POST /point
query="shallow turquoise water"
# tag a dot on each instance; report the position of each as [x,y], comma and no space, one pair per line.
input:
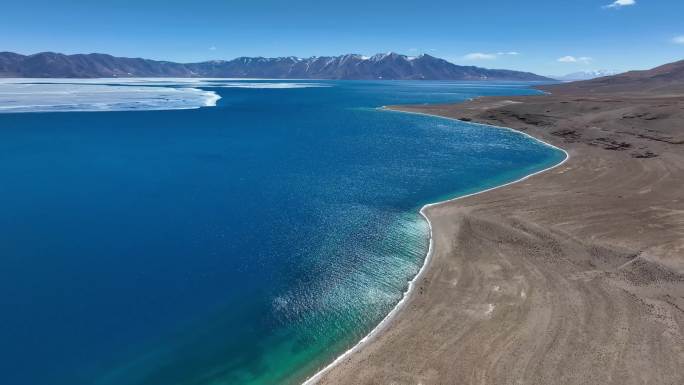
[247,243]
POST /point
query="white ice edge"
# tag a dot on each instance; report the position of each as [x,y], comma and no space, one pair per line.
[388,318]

━━━━━━━━━━

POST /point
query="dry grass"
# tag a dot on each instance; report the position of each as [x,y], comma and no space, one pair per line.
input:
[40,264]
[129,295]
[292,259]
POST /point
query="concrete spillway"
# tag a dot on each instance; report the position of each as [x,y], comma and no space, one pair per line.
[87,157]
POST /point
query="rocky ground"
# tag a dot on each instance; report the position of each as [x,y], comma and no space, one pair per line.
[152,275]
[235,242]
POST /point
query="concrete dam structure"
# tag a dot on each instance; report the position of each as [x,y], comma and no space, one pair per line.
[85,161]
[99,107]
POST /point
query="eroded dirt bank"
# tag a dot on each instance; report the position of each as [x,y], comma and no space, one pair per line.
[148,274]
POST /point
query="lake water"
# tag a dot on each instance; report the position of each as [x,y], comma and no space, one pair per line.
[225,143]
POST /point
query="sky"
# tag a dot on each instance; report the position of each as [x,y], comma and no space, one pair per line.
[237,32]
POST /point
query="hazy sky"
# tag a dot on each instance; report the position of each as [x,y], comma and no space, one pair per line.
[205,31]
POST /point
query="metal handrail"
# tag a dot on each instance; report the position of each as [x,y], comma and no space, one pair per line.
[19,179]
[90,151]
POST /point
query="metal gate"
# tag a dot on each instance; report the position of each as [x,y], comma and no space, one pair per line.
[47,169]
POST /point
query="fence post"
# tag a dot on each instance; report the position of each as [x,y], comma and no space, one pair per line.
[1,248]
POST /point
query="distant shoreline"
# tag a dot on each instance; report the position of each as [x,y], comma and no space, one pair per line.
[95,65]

━━━━━━━━━━

— GIVEN INSTRUCTION —
Pull out each line in the items above that contains the string "water", treating uppercase and lowercase as different.

— SOLUTION BELOW —
query="shallow turquoise water"
query="lake water"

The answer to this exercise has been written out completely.